For the listing that follows, report how many lines contain the string "below", giving the number alone.

[RECORDED INFORMATION]:
Start of Block

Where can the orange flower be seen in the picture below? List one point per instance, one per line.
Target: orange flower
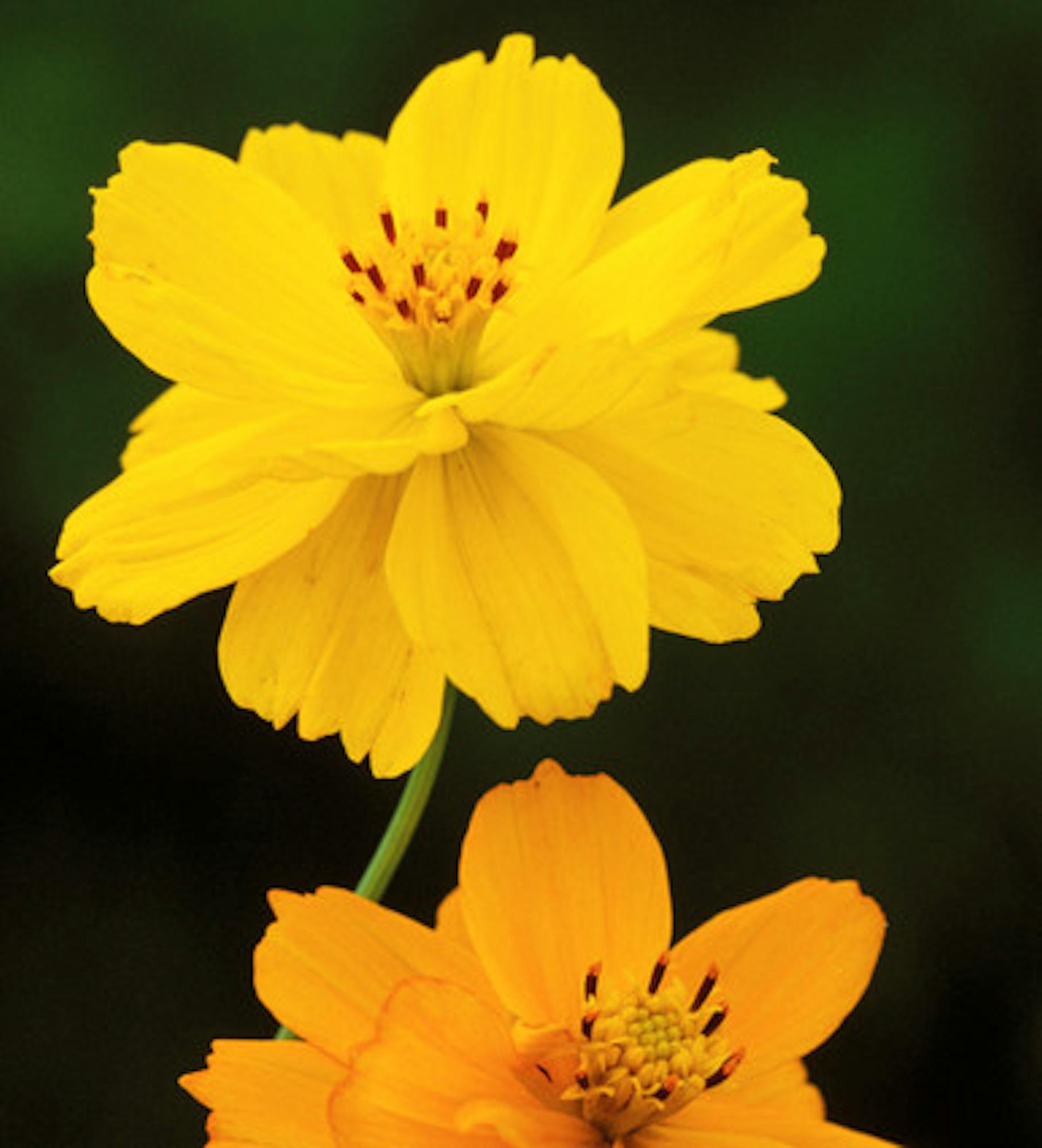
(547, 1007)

End of Block
Start of Block

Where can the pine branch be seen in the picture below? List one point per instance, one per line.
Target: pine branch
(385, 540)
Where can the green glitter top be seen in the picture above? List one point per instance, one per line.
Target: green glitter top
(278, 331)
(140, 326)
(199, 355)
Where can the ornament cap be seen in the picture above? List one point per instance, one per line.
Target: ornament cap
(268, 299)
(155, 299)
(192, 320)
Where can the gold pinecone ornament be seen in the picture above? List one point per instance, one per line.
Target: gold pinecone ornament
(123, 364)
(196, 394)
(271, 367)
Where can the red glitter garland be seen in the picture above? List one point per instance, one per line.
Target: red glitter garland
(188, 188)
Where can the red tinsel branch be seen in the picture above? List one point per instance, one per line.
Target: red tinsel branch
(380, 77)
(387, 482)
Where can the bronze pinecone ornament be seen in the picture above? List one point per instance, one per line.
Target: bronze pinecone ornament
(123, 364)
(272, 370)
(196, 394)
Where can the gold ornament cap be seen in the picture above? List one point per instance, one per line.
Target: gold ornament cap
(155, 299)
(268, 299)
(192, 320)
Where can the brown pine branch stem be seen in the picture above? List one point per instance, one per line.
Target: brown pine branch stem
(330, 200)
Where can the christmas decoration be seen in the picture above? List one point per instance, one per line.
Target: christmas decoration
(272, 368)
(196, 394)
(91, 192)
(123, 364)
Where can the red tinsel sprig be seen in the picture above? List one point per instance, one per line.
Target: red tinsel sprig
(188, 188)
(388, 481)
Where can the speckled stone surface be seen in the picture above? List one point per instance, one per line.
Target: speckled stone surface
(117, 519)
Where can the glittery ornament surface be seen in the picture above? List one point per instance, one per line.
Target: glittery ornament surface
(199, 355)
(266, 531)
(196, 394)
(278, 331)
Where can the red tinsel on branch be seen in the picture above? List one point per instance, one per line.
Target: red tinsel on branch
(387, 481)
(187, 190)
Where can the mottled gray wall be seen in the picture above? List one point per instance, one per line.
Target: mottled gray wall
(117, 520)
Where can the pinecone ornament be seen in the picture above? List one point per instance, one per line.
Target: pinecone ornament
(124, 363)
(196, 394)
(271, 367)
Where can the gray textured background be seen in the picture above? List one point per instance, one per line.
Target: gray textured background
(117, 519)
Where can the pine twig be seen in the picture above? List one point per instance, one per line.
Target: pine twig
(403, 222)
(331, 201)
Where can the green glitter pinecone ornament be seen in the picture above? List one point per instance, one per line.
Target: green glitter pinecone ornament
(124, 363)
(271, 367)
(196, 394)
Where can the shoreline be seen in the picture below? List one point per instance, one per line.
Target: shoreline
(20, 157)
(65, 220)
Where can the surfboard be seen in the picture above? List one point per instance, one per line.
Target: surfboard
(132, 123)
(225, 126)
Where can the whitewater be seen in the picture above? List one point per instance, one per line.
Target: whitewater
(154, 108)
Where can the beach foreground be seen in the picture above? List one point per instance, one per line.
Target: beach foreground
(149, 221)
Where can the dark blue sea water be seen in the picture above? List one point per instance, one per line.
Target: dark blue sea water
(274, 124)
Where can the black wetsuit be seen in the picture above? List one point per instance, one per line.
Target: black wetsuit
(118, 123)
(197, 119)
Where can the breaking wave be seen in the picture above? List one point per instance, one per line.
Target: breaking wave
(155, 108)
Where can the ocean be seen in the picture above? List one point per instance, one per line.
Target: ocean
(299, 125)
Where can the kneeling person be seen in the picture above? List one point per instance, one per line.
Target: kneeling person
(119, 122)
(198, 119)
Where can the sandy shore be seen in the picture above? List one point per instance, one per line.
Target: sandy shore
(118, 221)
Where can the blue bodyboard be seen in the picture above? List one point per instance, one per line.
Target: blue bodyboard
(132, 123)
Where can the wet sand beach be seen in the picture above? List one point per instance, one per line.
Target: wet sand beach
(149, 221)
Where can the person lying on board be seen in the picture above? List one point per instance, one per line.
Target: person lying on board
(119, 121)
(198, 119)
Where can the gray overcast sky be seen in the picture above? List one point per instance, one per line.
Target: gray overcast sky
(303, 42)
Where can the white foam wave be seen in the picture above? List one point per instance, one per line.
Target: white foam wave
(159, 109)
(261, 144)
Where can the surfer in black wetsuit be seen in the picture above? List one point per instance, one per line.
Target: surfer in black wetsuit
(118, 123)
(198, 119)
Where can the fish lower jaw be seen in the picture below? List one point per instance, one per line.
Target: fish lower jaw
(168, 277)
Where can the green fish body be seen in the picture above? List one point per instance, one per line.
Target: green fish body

End of Block
Start of Block

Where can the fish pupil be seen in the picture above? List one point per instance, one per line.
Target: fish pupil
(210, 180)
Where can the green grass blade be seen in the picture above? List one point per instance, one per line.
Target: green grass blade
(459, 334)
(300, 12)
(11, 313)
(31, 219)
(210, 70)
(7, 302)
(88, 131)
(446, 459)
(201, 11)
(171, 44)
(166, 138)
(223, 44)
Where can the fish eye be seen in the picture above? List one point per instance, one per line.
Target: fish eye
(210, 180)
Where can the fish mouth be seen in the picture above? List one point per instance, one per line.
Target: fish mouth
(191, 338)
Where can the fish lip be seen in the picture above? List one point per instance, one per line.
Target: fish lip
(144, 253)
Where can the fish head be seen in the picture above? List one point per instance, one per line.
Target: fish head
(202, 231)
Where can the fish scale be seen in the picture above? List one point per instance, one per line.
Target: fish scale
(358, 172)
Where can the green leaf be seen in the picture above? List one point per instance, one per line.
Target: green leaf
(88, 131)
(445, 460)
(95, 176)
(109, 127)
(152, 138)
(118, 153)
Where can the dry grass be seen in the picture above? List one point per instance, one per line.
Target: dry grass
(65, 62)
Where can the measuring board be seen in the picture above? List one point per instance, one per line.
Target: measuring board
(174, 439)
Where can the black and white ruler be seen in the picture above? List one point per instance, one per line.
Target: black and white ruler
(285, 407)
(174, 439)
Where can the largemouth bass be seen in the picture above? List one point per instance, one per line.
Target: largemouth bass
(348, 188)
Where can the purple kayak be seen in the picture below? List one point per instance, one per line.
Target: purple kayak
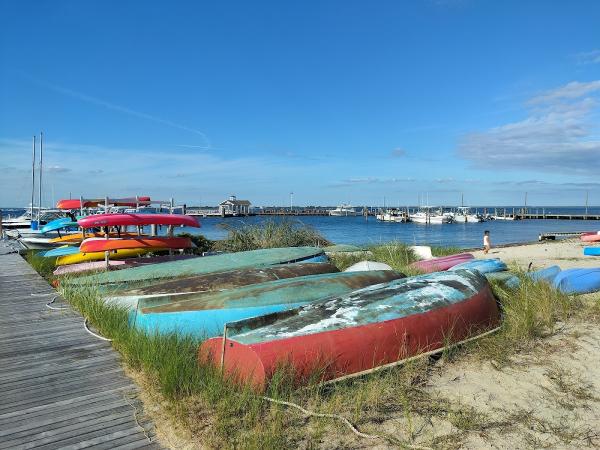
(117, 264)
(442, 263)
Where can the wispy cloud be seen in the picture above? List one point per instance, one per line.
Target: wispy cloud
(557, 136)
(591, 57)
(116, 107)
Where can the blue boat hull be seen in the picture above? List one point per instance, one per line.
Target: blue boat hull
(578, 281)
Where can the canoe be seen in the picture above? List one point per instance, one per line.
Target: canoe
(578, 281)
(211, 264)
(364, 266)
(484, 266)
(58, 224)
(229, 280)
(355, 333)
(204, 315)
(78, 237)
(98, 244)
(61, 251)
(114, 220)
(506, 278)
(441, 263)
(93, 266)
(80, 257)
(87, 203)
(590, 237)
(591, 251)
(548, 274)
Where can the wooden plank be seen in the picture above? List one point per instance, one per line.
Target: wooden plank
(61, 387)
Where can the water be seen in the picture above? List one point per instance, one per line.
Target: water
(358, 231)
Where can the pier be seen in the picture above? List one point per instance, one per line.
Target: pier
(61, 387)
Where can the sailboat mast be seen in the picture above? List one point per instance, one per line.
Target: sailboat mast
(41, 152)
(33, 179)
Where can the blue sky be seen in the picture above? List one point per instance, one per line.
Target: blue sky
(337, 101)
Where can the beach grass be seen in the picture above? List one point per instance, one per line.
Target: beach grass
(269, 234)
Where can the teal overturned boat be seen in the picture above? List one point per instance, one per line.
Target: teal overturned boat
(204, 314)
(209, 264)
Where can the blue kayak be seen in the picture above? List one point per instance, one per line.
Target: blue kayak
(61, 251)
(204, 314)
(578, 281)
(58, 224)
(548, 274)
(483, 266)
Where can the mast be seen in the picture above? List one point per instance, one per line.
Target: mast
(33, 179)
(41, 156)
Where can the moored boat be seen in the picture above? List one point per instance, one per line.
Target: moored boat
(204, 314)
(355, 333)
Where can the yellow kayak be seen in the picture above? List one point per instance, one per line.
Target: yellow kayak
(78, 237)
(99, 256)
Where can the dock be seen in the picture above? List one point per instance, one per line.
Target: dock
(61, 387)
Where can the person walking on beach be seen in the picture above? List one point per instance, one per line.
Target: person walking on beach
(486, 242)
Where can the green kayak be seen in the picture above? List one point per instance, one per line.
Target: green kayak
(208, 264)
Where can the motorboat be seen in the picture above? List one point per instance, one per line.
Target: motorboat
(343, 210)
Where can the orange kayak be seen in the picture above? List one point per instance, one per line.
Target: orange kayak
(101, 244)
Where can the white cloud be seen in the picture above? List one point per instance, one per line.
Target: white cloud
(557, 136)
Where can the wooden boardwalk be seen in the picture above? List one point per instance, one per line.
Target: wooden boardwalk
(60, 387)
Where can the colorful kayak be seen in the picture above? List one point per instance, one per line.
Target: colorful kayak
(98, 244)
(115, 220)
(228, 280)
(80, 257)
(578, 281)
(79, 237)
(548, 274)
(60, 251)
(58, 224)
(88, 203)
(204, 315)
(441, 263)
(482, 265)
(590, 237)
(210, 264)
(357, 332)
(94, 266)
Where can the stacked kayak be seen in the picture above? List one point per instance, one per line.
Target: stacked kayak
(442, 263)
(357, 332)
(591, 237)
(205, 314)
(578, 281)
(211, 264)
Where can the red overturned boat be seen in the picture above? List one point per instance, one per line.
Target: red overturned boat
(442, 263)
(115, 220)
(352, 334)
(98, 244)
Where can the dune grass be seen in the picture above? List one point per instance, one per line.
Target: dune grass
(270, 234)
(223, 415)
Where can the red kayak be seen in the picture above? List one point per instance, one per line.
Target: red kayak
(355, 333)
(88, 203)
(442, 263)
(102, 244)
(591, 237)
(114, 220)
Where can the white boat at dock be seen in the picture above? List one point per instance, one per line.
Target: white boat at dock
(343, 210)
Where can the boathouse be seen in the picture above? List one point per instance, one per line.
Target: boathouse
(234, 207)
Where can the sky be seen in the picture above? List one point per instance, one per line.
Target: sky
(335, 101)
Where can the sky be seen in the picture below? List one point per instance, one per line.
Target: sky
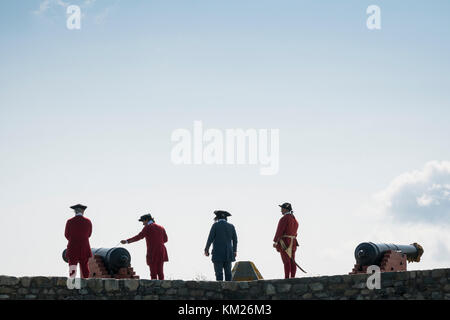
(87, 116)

End of Block

[EXERCISE RESPONSE]: 6